**EXERCISE GOAL**
What is needed is an exact copy of every entry below, minus the images.

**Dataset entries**
Start of Block

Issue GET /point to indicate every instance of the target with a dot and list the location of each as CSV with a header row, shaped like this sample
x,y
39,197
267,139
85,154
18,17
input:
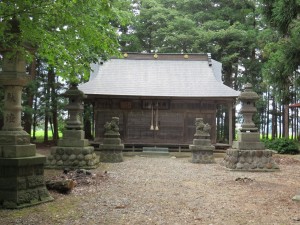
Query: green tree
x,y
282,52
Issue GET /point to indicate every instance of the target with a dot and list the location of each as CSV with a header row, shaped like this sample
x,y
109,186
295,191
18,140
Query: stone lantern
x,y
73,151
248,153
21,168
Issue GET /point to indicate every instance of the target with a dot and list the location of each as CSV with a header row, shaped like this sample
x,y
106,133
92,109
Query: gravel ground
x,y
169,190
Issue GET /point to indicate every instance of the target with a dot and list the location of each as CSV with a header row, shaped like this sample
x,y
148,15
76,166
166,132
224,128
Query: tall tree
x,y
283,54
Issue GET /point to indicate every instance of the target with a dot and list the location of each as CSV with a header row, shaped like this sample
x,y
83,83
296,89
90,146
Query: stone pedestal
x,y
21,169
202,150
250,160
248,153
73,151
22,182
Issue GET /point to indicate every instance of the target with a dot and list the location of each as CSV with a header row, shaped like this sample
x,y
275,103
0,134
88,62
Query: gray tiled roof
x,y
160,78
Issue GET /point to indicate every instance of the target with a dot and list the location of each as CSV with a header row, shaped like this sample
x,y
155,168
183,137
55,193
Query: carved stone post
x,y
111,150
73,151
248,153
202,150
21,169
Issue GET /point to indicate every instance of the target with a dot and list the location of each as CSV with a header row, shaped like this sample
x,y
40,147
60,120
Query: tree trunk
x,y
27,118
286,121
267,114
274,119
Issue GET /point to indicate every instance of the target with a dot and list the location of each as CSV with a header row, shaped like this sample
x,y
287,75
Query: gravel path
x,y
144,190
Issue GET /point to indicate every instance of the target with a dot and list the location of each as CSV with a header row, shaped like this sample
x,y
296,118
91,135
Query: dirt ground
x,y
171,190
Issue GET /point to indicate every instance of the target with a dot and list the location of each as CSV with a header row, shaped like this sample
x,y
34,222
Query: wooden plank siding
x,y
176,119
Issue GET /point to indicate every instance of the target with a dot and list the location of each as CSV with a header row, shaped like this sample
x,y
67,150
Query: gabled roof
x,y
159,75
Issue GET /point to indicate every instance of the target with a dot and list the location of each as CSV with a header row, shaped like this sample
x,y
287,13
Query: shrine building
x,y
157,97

End of Block

**RESPONSE BOX**
Issue GET /point to indicate every instance of the target with a dot and list the location of each as CSV with a header row, shaped like this sample
x,y
39,197
267,139
85,154
18,17
input:
Query: green tree
x,y
282,52
Issue GET /point to indicate every instance of the target with a dot and list the location of each as CSV with a header row, shaped like this sample
x,y
109,186
295,191
18,140
Query: stone lantern
x,y
73,151
248,153
21,168
Issue GET /point to indicate every instance of the target with a dot and list the location of each as CSV with a header row, shaped like this sample
x,y
106,133
92,109
Query: gravel ground
x,y
169,190
Issue GET /point to indicate every instance of the target with a dot and list the location of each as CSV with a header row, shaped like this sample
x,y
148,15
76,166
166,132
224,128
Query: tall tree
x,y
283,54
Issue GET /point to indicate every instance of the target with a dot and list the location of each as CSV with a header row, shaped like this sample
x,y
83,83
296,89
90,146
Query: stone pedestal
x,y
21,169
202,150
250,160
248,153
73,151
22,182
Issue GET /point to indicate every instance of the target with a dot and list the location of each as CSV with a header row, shaped like this sample
x,y
275,103
0,134
88,62
Query: gray tiled roof
x,y
160,78
Issue GET /point to indicate every instance of the target with a dot and list the location of each as CSV with a header row, shaped like this sample
x,y
155,168
183,137
55,193
Query: carved stone post
x,y
111,150
73,151
248,153
202,150
21,169
Issue GET /point to indicate every instance of the target with a dot and list the location of each as CSV with a header row, shaped like this sample
x,y
40,147
60,120
Query: tree trunk
x,y
27,118
286,121
267,114
274,119
Issue GET /point to indicate every instance of the target with a dot and list the location of each as CSV with a header row, shaped like this sample
x,y
287,75
Query: gravel path
x,y
144,190
Issue GET /point to indicate every instance of the target with a dot and list the location of each as CSV with a header row, shaped like this sample
x,y
296,118
91,135
Query: dirt ground
x,y
171,190
Issue GET /point to indicate every instance of the target with a dot and list the location of each as CSV with a header row, shaped like this sample
x,y
34,222
Query: wooden plank siding
x,y
176,119
Issue GET /point to indicate every instance of the target with a dot and list the location of each as CSV with a header row, shaped like this sample
x,y
67,150
Query: gabled roof
x,y
159,75
Issue GET /point to indicate every instance of the target with a dot and list the location of each as CSV with a header row, shaped like this sample
x,y
287,13
Query: shrine building
x,y
157,97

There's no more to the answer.